● ARTICLE
____________________

The Extradition Act 2003, which implemented the European arrest warrant – replacing extradition between 16 European Union members – and removed the need for designated countries, such as the US, to prove a prima facie case against a defendant, has only been in force for 11 months, so longer-running cases are still being heard under legislation passed in 1989.
One key change is that the home secretary no longer has discretion over extradition decisions. However, he is still under an obligation to consider various matters before approving an extradition order, including whether there are ‘specialty’ arrangements with the requesting state, which ensure defendants are only prosecuted on the charges under which they are extradited.
Mr Spragg says: ‘The idea behind the [2003] Act is to simplify the extradition process and make it a more administrative function. That is fine provided there are checks and balances. The natural consequence of removing the home secretary’s discretion must be that the court must now look at the human rights issues. The Act either requires this or it is deficient.
‘In our case, the district judge refused to do that, throwing out all our article 8 (right to respect for private and family life) arguments. The Home Office says the Americans have a tried and trusted system, so there is no need for any human rights consideration under article 6 (right to a fair trial). Unless the High Court grapples with these issues and gives some guidance, the Act will have to be rewritten or our human rights will just be overridden.’
What is needed, he says, is some degree of certainty so solicitors can advise clients that either their human rights are not seriously inconvenienced and they will be extradited or they have a deserving case and should expect to be protected by the court. ‘If not, the Enron Three situation will just be replicated because there are several more cases in the pipeline where City businessmen are likely to be whisked over to America in the same fit of enthusiasm.’
Mr Spragg argues that the US routinely refuses to ‘observe the niceties’ of the specialty rule, a point he is making in his representations to Mr Blunkett.
He contrasts the bankers’ case with that of the Muslim cleric Abu Hamza. He says the three men want their case heard here but the UK prosecuting authorities are not interested. The US sought the extradition of Abu Hamza but it was put on hold – ‘leaving the American authorities hopping mad’ – when the Crown Prosecution Service decided to charge him with domestic offences.

____________________

● DATASET RECORDS
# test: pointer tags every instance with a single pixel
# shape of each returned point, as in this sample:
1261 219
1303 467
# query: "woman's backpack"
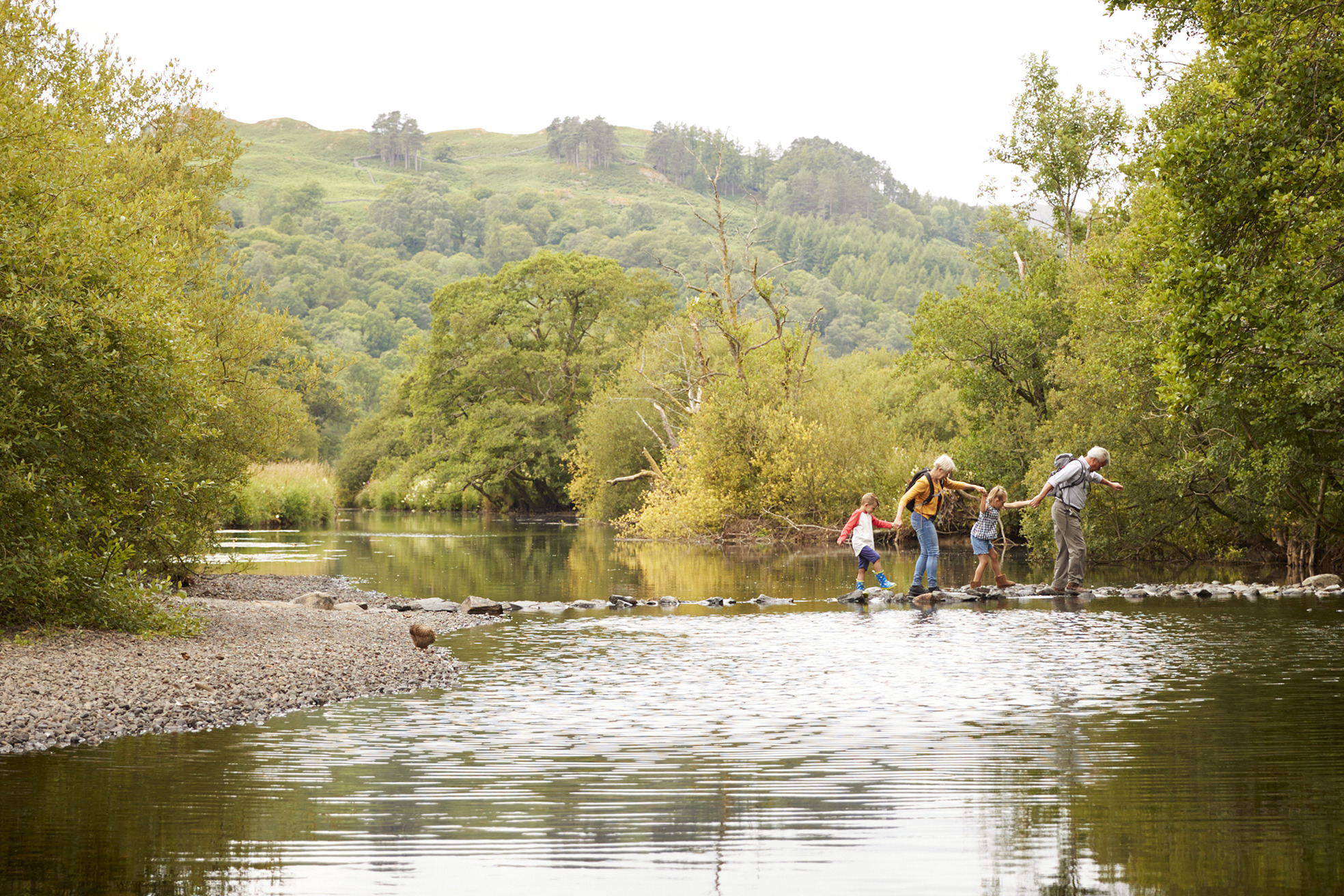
927 475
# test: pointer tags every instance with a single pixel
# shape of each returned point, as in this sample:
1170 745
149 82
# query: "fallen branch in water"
804 526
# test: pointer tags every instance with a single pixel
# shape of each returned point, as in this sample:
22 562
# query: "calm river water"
1026 747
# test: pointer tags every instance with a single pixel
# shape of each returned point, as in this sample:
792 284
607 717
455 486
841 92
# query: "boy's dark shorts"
866 557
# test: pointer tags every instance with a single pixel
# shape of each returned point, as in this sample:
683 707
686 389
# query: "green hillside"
352 232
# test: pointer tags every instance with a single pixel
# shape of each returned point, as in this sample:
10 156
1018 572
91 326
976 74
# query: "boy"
860 523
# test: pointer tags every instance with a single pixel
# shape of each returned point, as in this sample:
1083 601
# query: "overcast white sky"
924 86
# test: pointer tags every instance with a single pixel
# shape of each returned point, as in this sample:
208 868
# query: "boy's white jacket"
860 529
862 533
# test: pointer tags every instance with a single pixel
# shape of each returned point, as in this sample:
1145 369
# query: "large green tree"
1252 160
136 380
1062 143
512 359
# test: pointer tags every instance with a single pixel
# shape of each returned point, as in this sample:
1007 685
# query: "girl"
984 531
924 500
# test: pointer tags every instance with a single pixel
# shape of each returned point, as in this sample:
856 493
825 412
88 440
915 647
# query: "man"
1070 488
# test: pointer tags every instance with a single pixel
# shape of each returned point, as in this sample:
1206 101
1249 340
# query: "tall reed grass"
288 494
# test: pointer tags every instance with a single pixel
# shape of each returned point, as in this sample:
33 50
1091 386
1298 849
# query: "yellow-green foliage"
290 494
137 378
854 429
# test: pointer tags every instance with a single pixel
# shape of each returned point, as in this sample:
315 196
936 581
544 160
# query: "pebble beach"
258 657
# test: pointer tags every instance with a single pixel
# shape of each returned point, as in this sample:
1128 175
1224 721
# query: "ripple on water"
925 751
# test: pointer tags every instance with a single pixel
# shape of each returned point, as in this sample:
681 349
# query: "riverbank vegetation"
285 494
137 376
663 328
1177 305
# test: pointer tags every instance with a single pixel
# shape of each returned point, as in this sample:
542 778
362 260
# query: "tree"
1062 144
395 136
135 376
583 143
1250 156
512 359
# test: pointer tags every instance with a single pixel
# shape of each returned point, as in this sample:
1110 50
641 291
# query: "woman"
924 500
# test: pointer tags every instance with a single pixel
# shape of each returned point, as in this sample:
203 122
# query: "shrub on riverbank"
137 376
290 494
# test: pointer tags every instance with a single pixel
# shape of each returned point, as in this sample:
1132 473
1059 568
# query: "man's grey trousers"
1070 550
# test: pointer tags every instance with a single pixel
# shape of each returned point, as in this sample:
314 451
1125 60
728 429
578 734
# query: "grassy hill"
355 247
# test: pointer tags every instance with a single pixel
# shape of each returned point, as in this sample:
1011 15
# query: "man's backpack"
927 475
1063 460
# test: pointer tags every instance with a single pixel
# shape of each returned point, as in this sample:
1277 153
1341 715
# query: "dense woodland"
666 329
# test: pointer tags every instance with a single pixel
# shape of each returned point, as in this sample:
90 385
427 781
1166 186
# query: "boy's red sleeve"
854 522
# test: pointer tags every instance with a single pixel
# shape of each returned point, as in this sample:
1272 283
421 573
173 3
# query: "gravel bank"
258 657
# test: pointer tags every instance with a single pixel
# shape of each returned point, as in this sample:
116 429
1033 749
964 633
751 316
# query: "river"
1115 746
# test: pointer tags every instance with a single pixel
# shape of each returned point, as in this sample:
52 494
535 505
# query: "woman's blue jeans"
927 561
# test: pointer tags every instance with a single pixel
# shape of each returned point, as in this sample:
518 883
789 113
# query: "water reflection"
1100 747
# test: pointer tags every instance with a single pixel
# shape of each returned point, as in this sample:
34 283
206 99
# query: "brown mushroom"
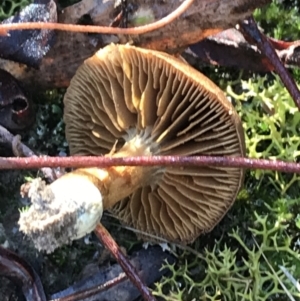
126 101
136 96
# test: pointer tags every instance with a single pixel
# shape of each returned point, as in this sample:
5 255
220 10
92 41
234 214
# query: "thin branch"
249 27
77 296
21 149
86 161
4 28
128 268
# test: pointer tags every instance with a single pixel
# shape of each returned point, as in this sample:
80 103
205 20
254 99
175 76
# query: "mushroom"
128 101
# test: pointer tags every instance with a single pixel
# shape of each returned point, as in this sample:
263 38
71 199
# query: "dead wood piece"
22 274
148 263
10 141
204 18
128 268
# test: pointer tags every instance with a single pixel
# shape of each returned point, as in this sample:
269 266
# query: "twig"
83 161
17 269
77 296
130 271
250 28
21 149
4 28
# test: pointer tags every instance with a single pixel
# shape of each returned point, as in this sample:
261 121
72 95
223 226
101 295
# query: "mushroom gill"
127 101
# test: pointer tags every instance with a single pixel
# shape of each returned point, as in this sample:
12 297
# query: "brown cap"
124 92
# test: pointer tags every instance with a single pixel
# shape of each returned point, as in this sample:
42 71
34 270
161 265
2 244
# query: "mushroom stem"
114 183
118 182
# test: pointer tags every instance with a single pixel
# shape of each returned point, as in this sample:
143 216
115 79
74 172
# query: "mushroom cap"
123 89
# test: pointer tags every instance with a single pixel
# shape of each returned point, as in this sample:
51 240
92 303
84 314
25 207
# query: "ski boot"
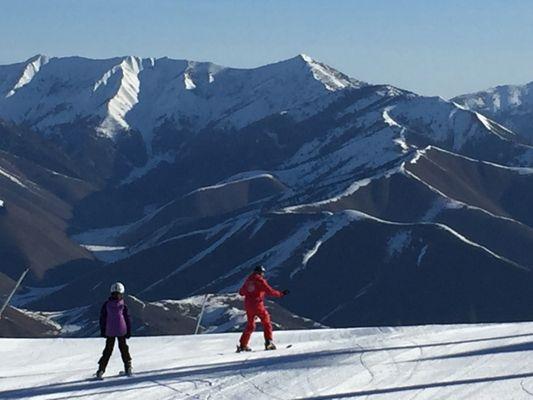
269 345
128 371
243 348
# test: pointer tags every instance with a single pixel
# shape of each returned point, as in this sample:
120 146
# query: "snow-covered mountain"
375 205
510 105
430 362
223 313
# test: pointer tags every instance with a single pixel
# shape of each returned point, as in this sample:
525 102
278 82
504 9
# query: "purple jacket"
115 319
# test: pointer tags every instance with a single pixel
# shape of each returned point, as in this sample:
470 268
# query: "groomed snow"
427 362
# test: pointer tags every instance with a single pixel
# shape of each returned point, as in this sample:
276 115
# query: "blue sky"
432 47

____________________

● WRITTEN PROBLEM
In the article on extradition law, what do "specialty" arrangements with a requesting state ensure?

● SOLUTION
They ensure defendants are only prosecuted on the charges under which they are extradited.